[Supplied entries — start]

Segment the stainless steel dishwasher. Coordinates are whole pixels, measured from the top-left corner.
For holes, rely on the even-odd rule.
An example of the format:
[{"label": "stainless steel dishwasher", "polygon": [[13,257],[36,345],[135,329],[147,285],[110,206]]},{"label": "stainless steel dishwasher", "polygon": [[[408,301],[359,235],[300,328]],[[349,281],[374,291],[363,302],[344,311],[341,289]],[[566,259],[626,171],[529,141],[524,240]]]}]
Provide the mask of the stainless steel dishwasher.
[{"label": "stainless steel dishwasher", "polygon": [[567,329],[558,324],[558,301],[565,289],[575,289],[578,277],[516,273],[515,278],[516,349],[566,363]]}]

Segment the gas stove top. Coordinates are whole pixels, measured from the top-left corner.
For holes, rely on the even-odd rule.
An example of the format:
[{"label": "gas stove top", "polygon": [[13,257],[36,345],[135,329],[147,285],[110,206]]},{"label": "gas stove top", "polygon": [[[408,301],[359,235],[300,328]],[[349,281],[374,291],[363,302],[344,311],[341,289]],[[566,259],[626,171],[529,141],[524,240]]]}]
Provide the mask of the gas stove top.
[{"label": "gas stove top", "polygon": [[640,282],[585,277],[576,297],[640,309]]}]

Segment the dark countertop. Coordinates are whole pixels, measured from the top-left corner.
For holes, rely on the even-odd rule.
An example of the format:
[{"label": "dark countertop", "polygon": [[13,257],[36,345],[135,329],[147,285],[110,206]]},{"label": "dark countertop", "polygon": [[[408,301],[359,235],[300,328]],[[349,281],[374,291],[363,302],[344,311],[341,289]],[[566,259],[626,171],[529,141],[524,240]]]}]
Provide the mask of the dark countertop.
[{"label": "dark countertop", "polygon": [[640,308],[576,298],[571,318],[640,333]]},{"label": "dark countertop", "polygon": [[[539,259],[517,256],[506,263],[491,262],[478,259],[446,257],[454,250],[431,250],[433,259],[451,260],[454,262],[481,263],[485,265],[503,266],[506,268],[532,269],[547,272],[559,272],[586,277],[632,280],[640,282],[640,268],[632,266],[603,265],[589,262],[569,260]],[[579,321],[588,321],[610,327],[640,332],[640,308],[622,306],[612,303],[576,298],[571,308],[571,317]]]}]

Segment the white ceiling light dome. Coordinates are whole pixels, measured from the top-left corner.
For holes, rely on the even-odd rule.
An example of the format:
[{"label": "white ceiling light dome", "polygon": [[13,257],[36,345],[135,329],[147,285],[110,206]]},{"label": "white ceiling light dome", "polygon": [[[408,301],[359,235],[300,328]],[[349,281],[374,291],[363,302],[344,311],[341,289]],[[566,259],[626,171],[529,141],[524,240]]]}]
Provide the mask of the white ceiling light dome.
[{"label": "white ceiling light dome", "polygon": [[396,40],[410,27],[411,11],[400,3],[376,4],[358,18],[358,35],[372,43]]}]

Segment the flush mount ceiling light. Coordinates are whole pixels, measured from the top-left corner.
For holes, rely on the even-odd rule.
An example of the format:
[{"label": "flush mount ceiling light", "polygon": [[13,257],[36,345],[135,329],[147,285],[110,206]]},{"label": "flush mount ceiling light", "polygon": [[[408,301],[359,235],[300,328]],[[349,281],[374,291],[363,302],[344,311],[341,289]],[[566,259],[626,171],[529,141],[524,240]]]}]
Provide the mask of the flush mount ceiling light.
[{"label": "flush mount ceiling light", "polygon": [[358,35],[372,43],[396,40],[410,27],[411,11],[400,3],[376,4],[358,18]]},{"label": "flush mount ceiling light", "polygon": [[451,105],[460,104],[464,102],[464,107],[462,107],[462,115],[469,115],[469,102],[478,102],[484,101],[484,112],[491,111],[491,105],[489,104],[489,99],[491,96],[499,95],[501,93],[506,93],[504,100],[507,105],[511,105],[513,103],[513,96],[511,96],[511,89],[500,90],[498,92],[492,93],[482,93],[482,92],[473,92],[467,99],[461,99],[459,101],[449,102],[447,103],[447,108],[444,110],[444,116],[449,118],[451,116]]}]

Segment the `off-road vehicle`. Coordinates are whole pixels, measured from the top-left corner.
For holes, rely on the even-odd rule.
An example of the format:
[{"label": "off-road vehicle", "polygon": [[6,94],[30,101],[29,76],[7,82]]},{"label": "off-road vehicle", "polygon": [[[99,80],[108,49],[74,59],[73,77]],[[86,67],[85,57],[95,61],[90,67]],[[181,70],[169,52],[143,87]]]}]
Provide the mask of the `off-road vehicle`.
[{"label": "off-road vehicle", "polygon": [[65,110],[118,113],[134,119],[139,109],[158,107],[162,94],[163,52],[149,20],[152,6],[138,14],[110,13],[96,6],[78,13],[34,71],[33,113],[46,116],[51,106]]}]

[Supplied entries — finish]

*Work request*. All lines in the material are to be returned exactly.

*Response*.
Segment the stainless steel dishwasher. Coordinates are whole pixels, measured from the top-left corner.
For holes, rely on the even-odd rule.
An example of the format:
[{"label": "stainless steel dishwasher", "polygon": [[13,257],[36,345],[135,329],[147,285],[110,206]]},{"label": "stainless steel dishwasher", "polygon": [[[408,301],[359,235],[300,328]],[[349,281],[374,291],[363,302],[344,311],[341,289]],[[566,259],[626,171],[529,141],[524,240]]]}]
Provide the mask of the stainless steel dishwasher.
[{"label": "stainless steel dishwasher", "polygon": [[567,329],[558,324],[558,301],[565,289],[575,289],[578,277],[516,273],[515,278],[516,349],[566,363]]}]

Segment the gas stove top. Coordinates are whole pixels, measured from the top-left corner.
For holes, rely on the even-odd rule.
An example of the format:
[{"label": "gas stove top", "polygon": [[13,257],[36,345],[135,329],[147,285],[110,206]]},{"label": "gas stove top", "polygon": [[[408,301],[359,235],[300,328]],[[349,281],[374,291],[363,302],[344,311],[341,289]],[[566,259],[626,171],[529,141],[524,240]]]}]
Provide the mask of the gas stove top.
[{"label": "gas stove top", "polygon": [[640,282],[585,277],[576,297],[640,309]]}]

Segment the dark countertop. Coordinates are whole pixels, measured from the top-left corner.
For holes, rely on the even-odd rule.
An example of the format:
[{"label": "dark countertop", "polygon": [[13,257],[36,345],[135,329],[147,285],[110,206]]},{"label": "dark countertop", "polygon": [[[408,301],[359,235],[300,328]],[[349,281],[374,291],[363,302],[344,311],[341,289]],[[566,259],[626,171],[529,141],[524,240]]]}]
Provide the mask of the dark countertop.
[{"label": "dark countertop", "polygon": [[640,308],[576,298],[571,318],[640,333]]},{"label": "dark countertop", "polygon": [[[539,259],[517,256],[506,263],[491,262],[478,259],[446,257],[454,250],[431,250],[433,259],[451,260],[454,262],[481,263],[485,265],[503,266],[506,268],[532,269],[547,272],[559,272],[586,277],[632,280],[640,282],[640,268],[632,266],[603,265],[589,262],[569,260]],[[579,321],[588,321],[610,327],[640,332],[640,308],[622,306],[612,303],[576,298],[571,308],[571,317]]]}]

Segment the white ceiling light dome. Coordinates are whole pixels, measured from the top-left corner.
For holes, rely on the even-odd rule.
An example of the format:
[{"label": "white ceiling light dome", "polygon": [[13,257],[36,345],[135,329],[147,285],[110,206]]},{"label": "white ceiling light dome", "polygon": [[[408,301],[359,235],[300,328]],[[349,281],[374,291],[363,302],[344,311],[341,289]],[[566,259],[626,171],[529,141],[524,240]]]}]
Provide the mask of the white ceiling light dome.
[{"label": "white ceiling light dome", "polygon": [[396,40],[410,27],[411,11],[400,3],[376,4],[358,18],[358,35],[372,43]]}]

Segment the flush mount ceiling light. Coordinates are whole pixels, measured from the top-left corner.
For holes, rely on the even-odd rule.
An example of the format:
[{"label": "flush mount ceiling light", "polygon": [[13,257],[36,345],[135,329],[147,285],[110,206]]},{"label": "flush mount ceiling light", "polygon": [[[408,301],[359,235],[300,328]],[[349,281],[374,291],[363,302],[344,311],[341,289]],[[566,259],[626,171],[529,141],[524,240]]]}]
Provide the mask of the flush mount ceiling light.
[{"label": "flush mount ceiling light", "polygon": [[358,35],[372,43],[396,40],[410,27],[411,11],[400,3],[376,4],[358,18]]},{"label": "flush mount ceiling light", "polygon": [[451,105],[460,104],[464,102],[464,107],[462,107],[462,115],[469,115],[469,102],[478,102],[484,101],[484,112],[491,111],[491,105],[489,104],[489,99],[491,96],[499,95],[501,93],[506,93],[504,100],[507,105],[511,105],[513,103],[513,96],[511,96],[511,89],[500,90],[498,92],[492,93],[482,93],[482,92],[473,92],[467,99],[461,99],[459,101],[449,102],[447,103],[447,108],[444,110],[444,116],[449,118],[451,116]]}]

Segment the `off-road vehicle`. Coordinates are whole pixels, measured from the top-left corner.
For holes, rely on the even-odd rule.
An example of the format:
[{"label": "off-road vehicle", "polygon": [[6,94],[30,101],[29,76],[7,82]]},{"label": "off-road vehicle", "polygon": [[[99,80],[108,49],[74,59],[73,77]],[[86,67],[85,57],[95,61],[90,67]],[[181,70],[169,52],[143,87]]]}]
Provide the mask of the `off-road vehicle`.
[{"label": "off-road vehicle", "polygon": [[65,110],[118,113],[134,119],[139,109],[158,107],[162,94],[163,52],[149,20],[152,6],[138,14],[110,13],[96,6],[78,13],[34,71],[33,113],[46,116],[51,106]]}]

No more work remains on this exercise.